--- Exercise ---
Your task is to repeat the data exactly, every line of it.

(Referring expression data)
########

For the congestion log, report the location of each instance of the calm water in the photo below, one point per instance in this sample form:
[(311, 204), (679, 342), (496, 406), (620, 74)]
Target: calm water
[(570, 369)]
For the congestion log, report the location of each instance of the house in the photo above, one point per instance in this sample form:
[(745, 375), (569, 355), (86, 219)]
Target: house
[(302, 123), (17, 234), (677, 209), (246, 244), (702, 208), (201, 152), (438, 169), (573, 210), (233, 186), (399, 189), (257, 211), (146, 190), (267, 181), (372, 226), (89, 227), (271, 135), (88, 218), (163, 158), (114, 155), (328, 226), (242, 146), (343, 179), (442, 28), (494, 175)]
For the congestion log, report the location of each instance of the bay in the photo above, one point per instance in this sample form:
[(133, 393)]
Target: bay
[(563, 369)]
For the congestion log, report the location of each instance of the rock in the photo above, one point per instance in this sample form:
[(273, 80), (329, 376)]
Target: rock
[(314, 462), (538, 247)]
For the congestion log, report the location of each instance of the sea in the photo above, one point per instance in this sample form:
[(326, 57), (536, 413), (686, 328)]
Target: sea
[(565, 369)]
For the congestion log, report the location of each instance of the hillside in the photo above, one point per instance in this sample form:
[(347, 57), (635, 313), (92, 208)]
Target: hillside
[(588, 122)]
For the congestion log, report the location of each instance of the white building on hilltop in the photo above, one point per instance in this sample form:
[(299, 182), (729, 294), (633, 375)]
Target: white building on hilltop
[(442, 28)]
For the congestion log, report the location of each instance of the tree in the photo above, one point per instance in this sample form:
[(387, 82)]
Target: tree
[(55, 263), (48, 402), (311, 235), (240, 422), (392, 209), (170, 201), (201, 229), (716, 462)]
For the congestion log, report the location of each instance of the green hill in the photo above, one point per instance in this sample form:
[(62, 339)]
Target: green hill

########

--- Solution to this problem ---
For the congestion log, report the location of each instance of the calm water in the photo below, one point per instance in this sample form:
[(311, 204), (679, 342), (496, 406), (620, 74)]
Target: calm water
[(570, 369)]
For the congestion log, report the location of each instance of the house in the photo above, one point per instance in this sample form:
[(745, 375), (569, 355), (86, 219)]
Target: house
[(302, 123), (17, 234), (677, 209), (246, 244), (702, 208), (201, 152), (438, 169), (573, 210), (233, 186), (399, 189), (257, 211), (146, 190), (267, 181), (372, 226), (89, 227), (271, 135), (88, 218), (163, 158), (114, 155), (328, 226), (242, 146), (343, 179), (442, 28), (494, 175)]
For the congestion log, report the location of each instance of the bay in the photo above, one point per instance in this sample form:
[(133, 393)]
Target: bay
[(563, 369)]
For the congestion log, report the location of each instance of the rock in the photo above, one point per instance in this sample form:
[(273, 80), (329, 376)]
Target: rock
[(314, 462), (538, 247)]
For the congestion log, report the location of each instance of the sea in the photo above, one point per instance in this sample form:
[(326, 57), (536, 413), (686, 328)]
Target: sea
[(565, 369)]
For the congestion log, report the location of each instance of the hillside in the photo above, one point per instance in this sample form:
[(347, 57), (635, 313), (92, 208)]
Target: hillside
[(588, 122)]
For the congestion log, report the location of each instance of the white building on hilltop in the photo above, one point per instance in this sample form:
[(299, 182), (729, 294), (633, 375)]
Target: white building on hilltop
[(442, 28)]
For the congestion log, report the location of each instance of the tree in the photo above, one point per instance in this sample form:
[(387, 82)]
Target: tree
[(55, 263), (48, 402), (311, 235), (240, 422), (392, 209), (170, 201), (201, 229), (716, 462)]
For the congestion log, report the location of each instance of the green hill in the photo above, one point per instance in this sample form:
[(62, 339)]
Target: green hill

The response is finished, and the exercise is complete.